Texte fourni.
===============

Dans les tribunes, ces critiques sont portées pour l’essentiel par le mouvement Ultra. Ce mouvement, si caricaturé par les médias et sur lequel courent de nombreux préjugés chez celui qui n’a jamais mis les pieds au stade, défend une vision passéiste et un peu mythologisée du football appelée football populaire. Évidemment, la critique faite au football actuel via cette vision n’est pas dépourvue de ce côté gauchisant qui voit le mal dans le capitalisme appliqué au foot, et fantasme des clubs dépourvus de leur dimension économique et plus « authentiques », avec des joueurs absolument fidèles, interdits de changer de club, et des supporters venant voir leur match en masse, casquette sur la tête, après la sortie de l’usine. J’exagère, mais à peine.
Toutefois, malgré leur inaptitude à adopter une attitude réaliste vis-à-vis du sport qu’ils aiment, et leur incapacité à considérer le reste des tribunes et d’autres façons de soutenir leur équipe, les Ultras n’ont pas tort sur tout, loin de là. Vous avez sans doute déjà pu voir, en regardant un match de Ligue 1 à la télévision, lorsque la caméra passe sur ces groupes de supporters, des messages « Liberté pour les Ultras ».

===============

Extraits de données.

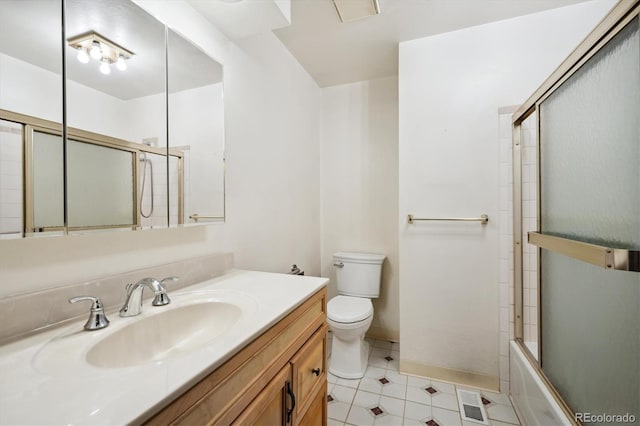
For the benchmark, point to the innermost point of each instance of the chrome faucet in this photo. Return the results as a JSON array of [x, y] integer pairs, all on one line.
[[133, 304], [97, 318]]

===============

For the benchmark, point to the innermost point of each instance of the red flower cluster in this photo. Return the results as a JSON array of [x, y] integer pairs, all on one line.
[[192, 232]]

===============

À faire.
1. Réécrivez sous forme de liste, s'il vous plaît, le paragraphe du passage sur les Ultras qui commence par « Dans les tribunes, ces critiques », en conservant ses faits principaux.
2. Répondez à ces questions sur le passage sur les Ultras, en une ligne chacune :
(a) Dans les tribunes, qui porte l'essentiel de ces critiques ?
(b) Quel nom donne-t-on à la vision du football que défend ce mouvement ?
(c) Quel message peut-on voir à la télévision pendant un match de Ligue 1, quand la caméra montre ces groupes de supporters ?
3. Prolongez le passage sur les Ultras à partir de sa dernière phrase.

Corrigé.
1.
- Dans les tribunes, l'essentiel de ces critiques vient du mouvement Ultra.
- Ce mouvement est très caricaturé par les médias et suscite de nombreux préjugés chez ceux qui n'ont jamais mis les pieds au stade.
- Il défend le football populaire, une vision passéiste et un peu mythologisée du football.
- Cette critique a un côté gauchisant : elle voit le mal dans le capitalisme appliqué au foot.
- Elle rêve de clubs plus « authentiques », sans dimension économique.
- Dans cette vision, les joueurs sont totalement fidèles et n'ont pas le droit de changer de club.
- Les supporters y viennent en masse au match, casquette sur la tête, à la sortie de l'usine.
- L'exagération est reconnue, mais elle est jugée légère.

2.
(a) Le mouvement Ultra.
(b) Le football populaire.
(c) « Liberté pour les Ultras ».

3.
Il se trouve en effet que les tribunes font de plus en plus l’objet d’un étrange étouffement sécuritaire. Je ne pourrais vous citer toutes les lois, les plans et amendements qui sont passés sur les dernières années afin de combattre la violence au sein des stades, mais ils sont nombreux et d’une surprenante démesure, démesure à laquelle les clubs s’adonnent eux aussi avec plaisir.
La tendance va vers une immédiateté des sanctions, un plus grand arbitraire, et un contrôle de plus en plus fort du public des stades. Les Interdictions administratives de stade, par exemple, créées en 2006, sont prises contre des individus par le préfet, donc en dehors de toute institution juridique, sur la considération d’une menace envers l’ordre public. Et de préférence avec un goût pour le flou artistique.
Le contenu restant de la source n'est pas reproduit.